- **Task**:
Return, word for word, the stretch of lines from the start of the collected data through the line containing "x=533, y=674", leaving the pictures out.

Collected data
•••••
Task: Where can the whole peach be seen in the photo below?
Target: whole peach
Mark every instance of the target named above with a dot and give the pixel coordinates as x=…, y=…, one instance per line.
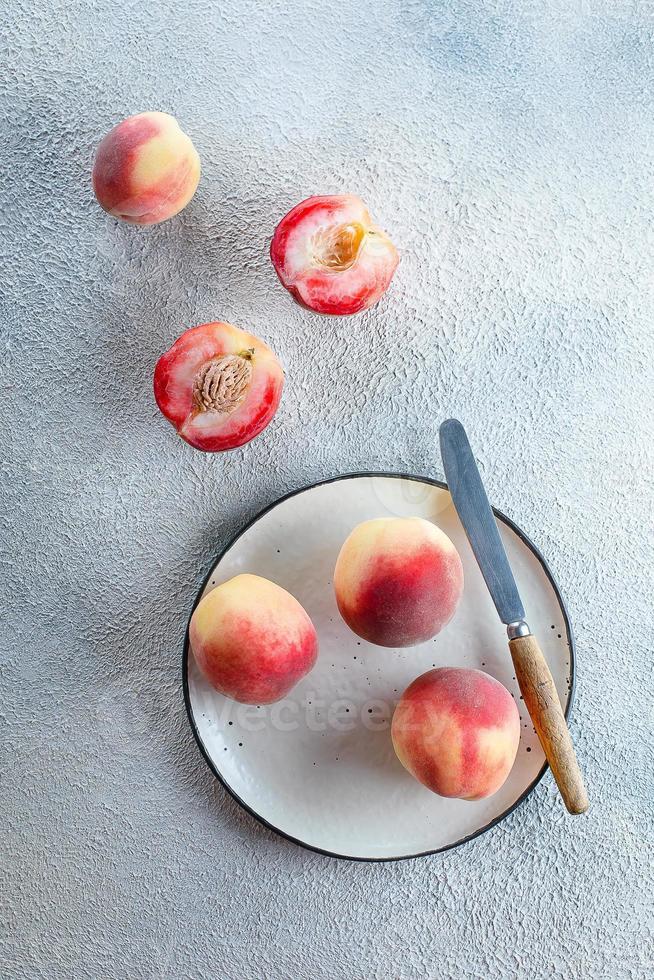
x=398, y=580
x=252, y=640
x=331, y=256
x=457, y=731
x=146, y=169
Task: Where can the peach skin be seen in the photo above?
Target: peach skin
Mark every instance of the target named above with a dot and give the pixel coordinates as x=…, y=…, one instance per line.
x=219, y=386
x=457, y=732
x=398, y=580
x=252, y=640
x=146, y=169
x=331, y=257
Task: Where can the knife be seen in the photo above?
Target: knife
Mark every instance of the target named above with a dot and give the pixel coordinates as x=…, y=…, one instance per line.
x=533, y=674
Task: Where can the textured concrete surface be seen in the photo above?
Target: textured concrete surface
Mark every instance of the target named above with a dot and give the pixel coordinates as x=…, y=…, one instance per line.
x=509, y=148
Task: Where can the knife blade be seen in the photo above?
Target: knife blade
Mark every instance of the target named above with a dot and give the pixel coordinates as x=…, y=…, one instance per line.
x=471, y=502
x=534, y=678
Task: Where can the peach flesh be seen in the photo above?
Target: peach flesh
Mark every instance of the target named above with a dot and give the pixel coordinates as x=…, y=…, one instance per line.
x=457, y=732
x=146, y=169
x=331, y=257
x=219, y=386
x=398, y=581
x=252, y=640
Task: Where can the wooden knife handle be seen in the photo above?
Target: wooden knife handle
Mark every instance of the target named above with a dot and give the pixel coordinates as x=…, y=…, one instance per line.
x=542, y=700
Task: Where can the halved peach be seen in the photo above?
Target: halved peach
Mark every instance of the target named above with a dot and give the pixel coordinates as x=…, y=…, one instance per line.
x=398, y=580
x=219, y=386
x=331, y=257
x=146, y=169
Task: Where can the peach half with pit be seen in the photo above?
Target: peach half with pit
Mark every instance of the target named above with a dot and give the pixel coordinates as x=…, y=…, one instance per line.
x=398, y=580
x=331, y=257
x=219, y=386
x=146, y=169
x=252, y=640
x=457, y=730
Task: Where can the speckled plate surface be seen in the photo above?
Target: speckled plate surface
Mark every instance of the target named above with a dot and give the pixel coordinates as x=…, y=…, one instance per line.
x=319, y=767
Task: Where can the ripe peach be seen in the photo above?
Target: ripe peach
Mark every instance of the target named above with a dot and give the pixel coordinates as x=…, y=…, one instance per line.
x=457, y=732
x=252, y=640
x=146, y=169
x=331, y=257
x=398, y=580
x=219, y=386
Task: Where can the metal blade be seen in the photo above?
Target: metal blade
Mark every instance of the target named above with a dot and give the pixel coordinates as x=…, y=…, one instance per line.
x=471, y=502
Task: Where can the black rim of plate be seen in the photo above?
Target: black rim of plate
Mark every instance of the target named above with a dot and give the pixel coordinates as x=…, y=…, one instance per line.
x=262, y=820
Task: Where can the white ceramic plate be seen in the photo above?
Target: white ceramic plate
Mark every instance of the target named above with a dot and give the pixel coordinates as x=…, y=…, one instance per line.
x=319, y=767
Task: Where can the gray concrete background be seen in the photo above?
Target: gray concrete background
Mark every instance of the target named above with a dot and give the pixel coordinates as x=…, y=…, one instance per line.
x=508, y=147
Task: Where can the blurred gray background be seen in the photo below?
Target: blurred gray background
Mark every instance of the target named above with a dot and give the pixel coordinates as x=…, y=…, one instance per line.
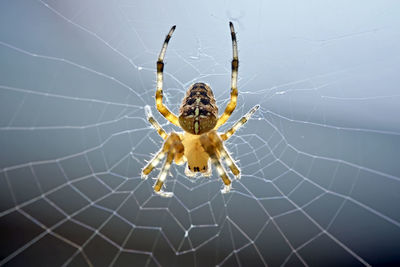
x=320, y=160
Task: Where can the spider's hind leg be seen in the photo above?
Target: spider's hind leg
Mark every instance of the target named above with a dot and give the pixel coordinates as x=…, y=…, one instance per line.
x=174, y=149
x=211, y=147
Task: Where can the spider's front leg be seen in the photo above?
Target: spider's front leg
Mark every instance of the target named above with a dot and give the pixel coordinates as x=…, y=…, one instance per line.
x=214, y=147
x=174, y=149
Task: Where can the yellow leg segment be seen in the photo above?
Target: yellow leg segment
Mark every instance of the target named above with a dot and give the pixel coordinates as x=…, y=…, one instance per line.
x=155, y=123
x=171, y=117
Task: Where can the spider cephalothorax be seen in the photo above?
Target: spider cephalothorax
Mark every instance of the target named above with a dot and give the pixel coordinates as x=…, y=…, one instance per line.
x=200, y=143
x=198, y=113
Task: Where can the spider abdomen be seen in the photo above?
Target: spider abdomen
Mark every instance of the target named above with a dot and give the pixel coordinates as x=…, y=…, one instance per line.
x=198, y=113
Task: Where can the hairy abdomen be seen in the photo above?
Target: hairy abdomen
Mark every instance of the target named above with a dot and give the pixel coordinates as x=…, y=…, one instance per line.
x=196, y=157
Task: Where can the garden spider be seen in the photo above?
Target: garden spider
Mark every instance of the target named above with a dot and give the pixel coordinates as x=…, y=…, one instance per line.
x=198, y=117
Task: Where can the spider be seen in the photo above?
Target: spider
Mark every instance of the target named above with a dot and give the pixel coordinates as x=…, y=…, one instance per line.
x=200, y=143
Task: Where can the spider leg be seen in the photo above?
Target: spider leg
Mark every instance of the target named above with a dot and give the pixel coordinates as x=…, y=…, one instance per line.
x=163, y=175
x=174, y=149
x=225, y=136
x=211, y=149
x=153, y=163
x=154, y=122
x=234, y=91
x=171, y=117
x=223, y=152
x=230, y=162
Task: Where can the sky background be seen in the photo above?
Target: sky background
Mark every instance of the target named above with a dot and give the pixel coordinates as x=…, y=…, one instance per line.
x=320, y=159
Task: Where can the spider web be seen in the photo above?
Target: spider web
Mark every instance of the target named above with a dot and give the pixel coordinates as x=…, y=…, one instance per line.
x=320, y=174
•••••
- **The completed task**:
Task: Where can the whole peach be seen in the photo below?
Target: whole peach
Mark every instance of the target named above with a dot and give the pixel coordinates as x=…, y=…, one instance per line.
x=398, y=580
x=252, y=640
x=331, y=256
x=457, y=731
x=146, y=169
Task: Where can the peach skin be seen in the photo above?
Target: peach skin
Mark every instance of the target named above with a dot and give the pixel coordinates as x=…, y=…, one instance per line.
x=219, y=386
x=457, y=732
x=398, y=580
x=252, y=640
x=146, y=169
x=331, y=257
Task: Where can the knife be seen in the photo above?
Target: knife
Mark every instance of the target named above with a dot and give the pixel coordinates as x=…, y=…, one instance per line.
x=533, y=674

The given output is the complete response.